# Start of Records supplied

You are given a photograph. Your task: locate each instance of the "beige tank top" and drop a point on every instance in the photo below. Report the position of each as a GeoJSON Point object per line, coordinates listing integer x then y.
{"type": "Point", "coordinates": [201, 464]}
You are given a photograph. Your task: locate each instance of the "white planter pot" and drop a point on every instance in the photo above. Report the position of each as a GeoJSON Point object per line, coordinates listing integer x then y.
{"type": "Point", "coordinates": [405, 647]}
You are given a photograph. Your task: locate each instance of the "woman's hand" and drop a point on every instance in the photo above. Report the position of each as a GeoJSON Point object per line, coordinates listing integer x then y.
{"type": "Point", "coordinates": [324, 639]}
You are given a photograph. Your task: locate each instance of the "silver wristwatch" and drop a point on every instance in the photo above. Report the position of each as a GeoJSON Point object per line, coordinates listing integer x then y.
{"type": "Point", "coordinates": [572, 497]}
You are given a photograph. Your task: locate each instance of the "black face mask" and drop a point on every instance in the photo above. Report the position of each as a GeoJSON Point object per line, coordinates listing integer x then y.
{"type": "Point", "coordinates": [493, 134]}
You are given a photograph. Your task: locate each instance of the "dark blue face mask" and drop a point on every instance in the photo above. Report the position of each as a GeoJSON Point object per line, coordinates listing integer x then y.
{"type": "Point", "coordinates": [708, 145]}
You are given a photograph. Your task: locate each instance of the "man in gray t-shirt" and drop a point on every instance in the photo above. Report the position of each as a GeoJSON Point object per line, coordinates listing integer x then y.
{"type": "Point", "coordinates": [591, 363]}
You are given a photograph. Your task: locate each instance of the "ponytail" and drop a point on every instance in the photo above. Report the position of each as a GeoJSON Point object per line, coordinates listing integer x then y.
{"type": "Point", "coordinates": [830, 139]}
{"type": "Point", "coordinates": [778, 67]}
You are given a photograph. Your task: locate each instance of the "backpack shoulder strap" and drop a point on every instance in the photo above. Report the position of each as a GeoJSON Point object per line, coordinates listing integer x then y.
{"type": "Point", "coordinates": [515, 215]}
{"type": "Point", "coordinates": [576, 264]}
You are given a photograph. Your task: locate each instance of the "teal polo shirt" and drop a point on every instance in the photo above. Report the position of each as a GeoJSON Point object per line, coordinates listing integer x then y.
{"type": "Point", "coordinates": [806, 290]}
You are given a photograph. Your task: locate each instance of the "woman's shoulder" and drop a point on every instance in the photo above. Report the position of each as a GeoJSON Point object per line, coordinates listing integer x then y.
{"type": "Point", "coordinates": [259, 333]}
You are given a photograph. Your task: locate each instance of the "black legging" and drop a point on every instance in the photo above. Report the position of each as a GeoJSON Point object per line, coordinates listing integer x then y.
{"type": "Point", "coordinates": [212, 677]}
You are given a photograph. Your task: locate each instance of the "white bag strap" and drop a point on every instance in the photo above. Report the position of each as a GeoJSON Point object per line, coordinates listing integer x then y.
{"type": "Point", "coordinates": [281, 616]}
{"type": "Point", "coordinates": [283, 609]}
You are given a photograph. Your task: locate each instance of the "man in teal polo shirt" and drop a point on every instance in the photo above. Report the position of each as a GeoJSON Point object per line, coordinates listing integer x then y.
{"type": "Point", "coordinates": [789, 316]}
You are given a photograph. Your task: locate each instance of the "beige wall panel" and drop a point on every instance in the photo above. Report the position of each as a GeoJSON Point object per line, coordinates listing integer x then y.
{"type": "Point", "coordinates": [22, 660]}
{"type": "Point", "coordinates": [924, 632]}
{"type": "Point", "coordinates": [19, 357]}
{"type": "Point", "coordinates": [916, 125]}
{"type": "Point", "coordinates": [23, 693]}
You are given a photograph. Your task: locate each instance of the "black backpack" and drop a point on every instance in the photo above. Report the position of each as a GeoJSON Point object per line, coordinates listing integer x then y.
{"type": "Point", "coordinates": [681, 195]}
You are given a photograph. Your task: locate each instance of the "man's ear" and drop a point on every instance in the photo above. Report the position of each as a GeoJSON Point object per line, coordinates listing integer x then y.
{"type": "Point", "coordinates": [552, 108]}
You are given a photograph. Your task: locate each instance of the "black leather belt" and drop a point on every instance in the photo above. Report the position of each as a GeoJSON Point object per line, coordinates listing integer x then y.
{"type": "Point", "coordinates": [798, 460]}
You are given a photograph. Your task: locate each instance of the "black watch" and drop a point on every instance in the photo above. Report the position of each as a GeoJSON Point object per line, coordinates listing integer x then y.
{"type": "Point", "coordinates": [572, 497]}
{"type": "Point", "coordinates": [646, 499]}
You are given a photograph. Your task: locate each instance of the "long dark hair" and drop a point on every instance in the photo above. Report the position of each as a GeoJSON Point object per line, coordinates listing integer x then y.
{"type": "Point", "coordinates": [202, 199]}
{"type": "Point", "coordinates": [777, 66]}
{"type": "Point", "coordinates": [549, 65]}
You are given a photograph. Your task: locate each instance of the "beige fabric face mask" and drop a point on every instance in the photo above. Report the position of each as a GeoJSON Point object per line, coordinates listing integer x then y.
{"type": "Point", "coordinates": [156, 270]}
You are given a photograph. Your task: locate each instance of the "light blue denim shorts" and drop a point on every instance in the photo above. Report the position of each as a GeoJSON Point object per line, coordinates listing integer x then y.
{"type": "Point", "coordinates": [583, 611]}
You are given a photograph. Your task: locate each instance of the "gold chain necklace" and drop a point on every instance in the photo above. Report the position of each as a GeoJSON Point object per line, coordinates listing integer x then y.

# End of Records supplied

Copy the material above, line for line.

* Answer for this exercise:
You are given a photograph. Your task: locate each instance of the "beige tank top" and drop a point on every instance in the photo below. Report the position of each as a GeoJSON Point object per line, coordinates listing integer x then y.
{"type": "Point", "coordinates": [201, 464]}
You are given a photograph. Your task: locate each instance of the "white planter pot" and drop a point on every instance in the photo above. Report the position of each as a GeoJSON Point object per line, coordinates listing integer x then y.
{"type": "Point", "coordinates": [405, 647]}
You are given a photograph. Your task: locate each instance of the "woman's hand" and drop a point on every instance in the photo above. Report the position of each as a GeoJSON Point object per line, coordinates listing integer x then y.
{"type": "Point", "coordinates": [324, 639]}
You are given a photograph. Your task: locate each instance of the "silver wristwatch" and drop a point on every instance in the photo above. Report the position of each as a GeoJSON Point object per line, coordinates listing integer x then y.
{"type": "Point", "coordinates": [572, 497]}
You are given a photograph. Your task: locate each instance of the "black face mask" and drop a point on every instance in the photo above. Report the position of each as a GeoJSON Point object per line, coordinates listing integer x then y.
{"type": "Point", "coordinates": [493, 134]}
You are given a photograph. Your task: locate each instance of the "dark blue face mask" and drop a point on every instance in the photo above. Report the position of each as a GeoJSON Point object per line, coordinates listing integer x then y.
{"type": "Point", "coordinates": [708, 145]}
You are given a photograph. Your task: locate each instance of the "man in gray t-shirt" and drop a point on every instance in the photo above. Report the position of each as a GeoJSON Point object per line, coordinates listing integer x then y.
{"type": "Point", "coordinates": [591, 363]}
You are given a photograph. Your task: locate each instance of the "ponytail" and drop a point on every instance in the photo above. Report the position of each as a GeoJSON Point object per line, coordinates listing integer x then y.
{"type": "Point", "coordinates": [830, 139]}
{"type": "Point", "coordinates": [778, 67]}
You are given a photograph. Your task: locate each instance of the "backpack shoulder strap" and drop a point on every instance in the photo above. Report the position of each as a GeoJSON Point object per line, coordinates listing integer x then y.
{"type": "Point", "coordinates": [515, 215]}
{"type": "Point", "coordinates": [576, 264]}
You are given a photograph. Your task: locate each instance of the "teal polo shirt" and drop a point on every instance in the photo above. Report the position of each as a GeoJSON Point object per line, coordinates listing integer x then y.
{"type": "Point", "coordinates": [806, 290]}
You are given a photograph. Your task: locate each instance of the "woman's shoulder" and drop a point on every instance in the photo above. Report the position of each as a GeoJSON Point object per line, coordinates listing integer x then y.
{"type": "Point", "coordinates": [259, 333]}
You are given a photograph. Your task: locate each instance of the "black legging" and drop a point on every instance in the photo above. Report the position of each as a GeoJSON Point object per line, coordinates listing integer x then y.
{"type": "Point", "coordinates": [212, 677]}
You are given a photograph. Your task: locate each instance of the "white bag strap" and drop a point on every instance in the photo above. Report the position of each as a GeoJSON Point object per line, coordinates listing integer x then y.
{"type": "Point", "coordinates": [281, 616]}
{"type": "Point", "coordinates": [283, 609]}
You are given a photograph. Your task: locate each instance of the "man in teal polo shirt" and drop a point on every instance in the photo above. Report the position of each as a GeoJSON Point object per line, coordinates listing integer x then y.
{"type": "Point", "coordinates": [789, 316]}
You are given a photograph. Your task: locate each instance of the "beige wall panel" and drop a point on every instance in the photo above. Report the position of each as a GeoJSON Point object per line, coordinates listing integer x then y.
{"type": "Point", "coordinates": [22, 660]}
{"type": "Point", "coordinates": [924, 632]}
{"type": "Point", "coordinates": [19, 357]}
{"type": "Point", "coordinates": [916, 125]}
{"type": "Point", "coordinates": [23, 693]}
You are given a photograph. Your task: locate each instance of the "black backpack" and drop a point on every instance in the photo above. Report the position of each as a GeoJSON Point object per line, coordinates listing integer x then y.
{"type": "Point", "coordinates": [681, 195]}
You are given a photograph. Your task: locate each instance of the "man's ear" and drop a point on every instance in the photo above. Report the position of each as a GeoJSON Point object per line, coordinates listing integer x then y.
{"type": "Point", "coordinates": [552, 108]}
You are given a photograph. Your task: locate each instance of the "black leather belt" and drop a point on every instance in the photo above. Report the position of each as a GeoJSON Point object per line, coordinates listing integer x then y.
{"type": "Point", "coordinates": [798, 460]}
You are given a photograph. Your task: locate each instance of the "black watch" and drop a point on every instance in the photo above. Report the position of each as a GeoJSON Point object per line, coordinates listing integer x then y.
{"type": "Point", "coordinates": [572, 497]}
{"type": "Point", "coordinates": [646, 499]}
You are given a photograph. Your task: locate each instance of the "long dark hair" and drop a point on every instance in the photo above. Report the position of each as a GeoJSON Point object per line, coordinates listing integer x then y.
{"type": "Point", "coordinates": [202, 199]}
{"type": "Point", "coordinates": [777, 66]}
{"type": "Point", "coordinates": [549, 65]}
You are given a photograph. Your task: locate each instance of the "beige fabric face mask" and drop a point on every instance in the photo above. Report the position of each as a GeoJSON Point object per line, coordinates listing integer x then y.
{"type": "Point", "coordinates": [156, 270]}
You are given a photograph. Your task: locate each instance of the "light blue denim shorts" and drop a point on every instance in the photo above. Report the position of each as a GeoJSON Point object per line, coordinates listing integer x then y.
{"type": "Point", "coordinates": [583, 611]}
You are given a photograph. Your task: locate each instance of the "gold chain necklace" and drop a point on every instance in the photo above. Report the position of each as a GeoJSON Point object per line, coordinates listing integer x then y.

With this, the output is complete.